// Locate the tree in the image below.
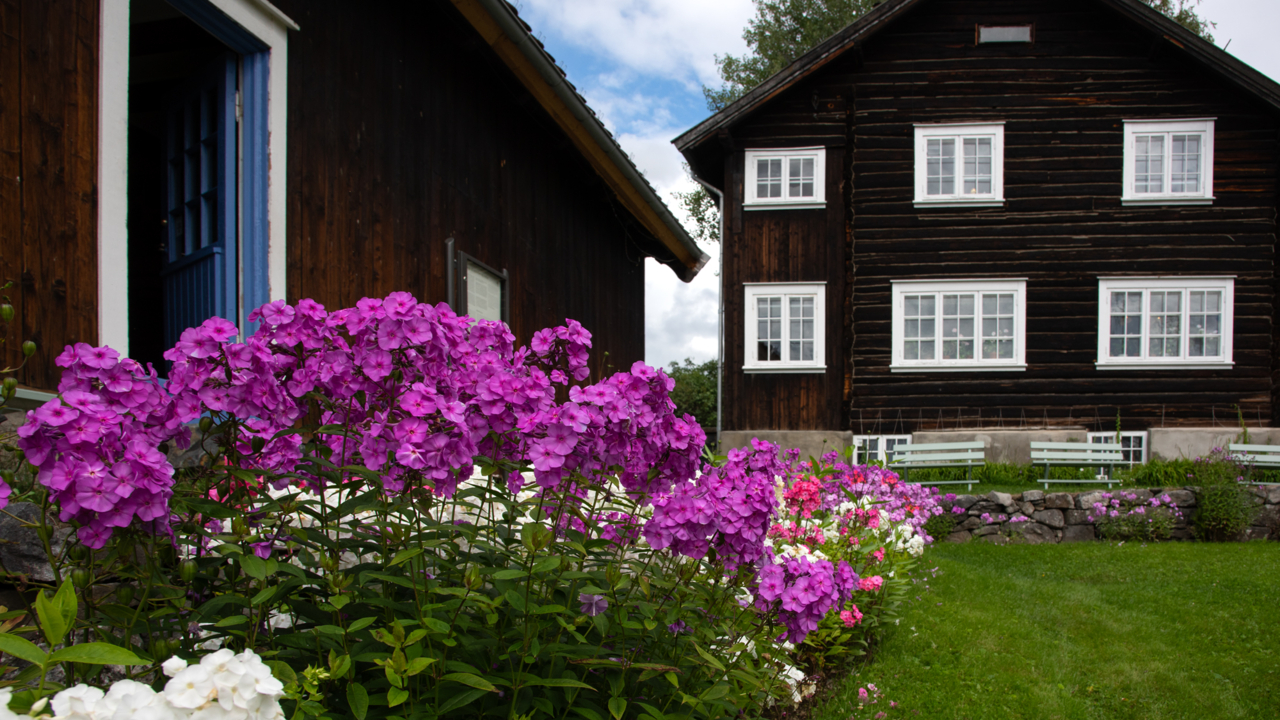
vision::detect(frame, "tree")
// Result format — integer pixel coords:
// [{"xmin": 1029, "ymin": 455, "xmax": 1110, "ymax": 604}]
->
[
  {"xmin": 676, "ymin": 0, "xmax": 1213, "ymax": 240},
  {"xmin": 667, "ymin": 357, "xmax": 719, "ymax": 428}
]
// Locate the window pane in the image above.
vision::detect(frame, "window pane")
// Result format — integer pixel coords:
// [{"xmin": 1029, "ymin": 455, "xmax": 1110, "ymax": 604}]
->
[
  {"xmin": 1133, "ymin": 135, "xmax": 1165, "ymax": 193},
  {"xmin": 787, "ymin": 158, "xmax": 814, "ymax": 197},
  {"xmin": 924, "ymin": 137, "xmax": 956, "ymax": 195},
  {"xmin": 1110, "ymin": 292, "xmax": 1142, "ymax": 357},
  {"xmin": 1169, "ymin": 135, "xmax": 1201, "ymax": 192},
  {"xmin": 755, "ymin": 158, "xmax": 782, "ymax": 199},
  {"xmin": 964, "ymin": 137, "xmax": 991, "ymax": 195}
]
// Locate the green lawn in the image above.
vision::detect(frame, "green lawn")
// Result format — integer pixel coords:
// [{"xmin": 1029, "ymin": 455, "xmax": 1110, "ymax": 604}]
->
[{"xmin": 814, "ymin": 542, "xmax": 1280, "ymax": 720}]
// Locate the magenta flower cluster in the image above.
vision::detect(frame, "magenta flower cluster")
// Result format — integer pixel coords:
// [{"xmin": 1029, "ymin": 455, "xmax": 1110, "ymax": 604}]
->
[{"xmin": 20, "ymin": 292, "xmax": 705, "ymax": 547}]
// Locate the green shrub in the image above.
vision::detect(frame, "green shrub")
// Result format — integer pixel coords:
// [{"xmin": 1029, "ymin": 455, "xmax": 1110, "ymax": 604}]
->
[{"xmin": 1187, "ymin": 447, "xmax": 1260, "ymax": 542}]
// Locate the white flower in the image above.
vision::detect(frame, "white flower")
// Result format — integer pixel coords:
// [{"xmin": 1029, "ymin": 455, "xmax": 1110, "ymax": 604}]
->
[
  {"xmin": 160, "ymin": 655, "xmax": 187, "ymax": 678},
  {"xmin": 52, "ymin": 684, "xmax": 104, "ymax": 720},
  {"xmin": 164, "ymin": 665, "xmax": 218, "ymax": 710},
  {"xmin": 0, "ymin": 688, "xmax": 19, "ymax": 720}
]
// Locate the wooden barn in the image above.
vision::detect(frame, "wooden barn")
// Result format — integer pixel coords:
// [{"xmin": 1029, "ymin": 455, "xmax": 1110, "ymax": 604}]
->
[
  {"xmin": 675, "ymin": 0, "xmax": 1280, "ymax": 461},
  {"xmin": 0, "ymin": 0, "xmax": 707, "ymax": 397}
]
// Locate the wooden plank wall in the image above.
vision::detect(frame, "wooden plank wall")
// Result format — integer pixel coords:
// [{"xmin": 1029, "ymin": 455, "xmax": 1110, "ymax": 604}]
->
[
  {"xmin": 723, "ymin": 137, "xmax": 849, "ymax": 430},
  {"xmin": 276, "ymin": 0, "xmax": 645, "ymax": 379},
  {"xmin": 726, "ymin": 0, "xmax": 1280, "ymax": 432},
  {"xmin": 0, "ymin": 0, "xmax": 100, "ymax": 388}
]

——

> Goal of the exercise:
Scale the listing from the line containing "wall in the image above." through its end, inclusive. Repeat every line in that span, multiply each coordinate in the answers by 2.1 and round it to a whole number with halves going up, and leave all other numbers as they are.

> Problem solution:
// Locate the wooden plank wall in the image above.
vision::detect(frame, "wooden plank wall")
// Result format — integer pixel coords:
// [{"xmin": 1029, "ymin": 455, "xmax": 1110, "ymax": 604}]
->
[
  {"xmin": 1518, "ymin": 288, "xmax": 1783, "ymax": 903},
  {"xmin": 580, "ymin": 0, "xmax": 1355, "ymax": 796},
  {"xmin": 1525, "ymin": 0, "xmax": 2688, "ymax": 907},
  {"xmin": 0, "ymin": 0, "xmax": 210, "ymax": 815}
]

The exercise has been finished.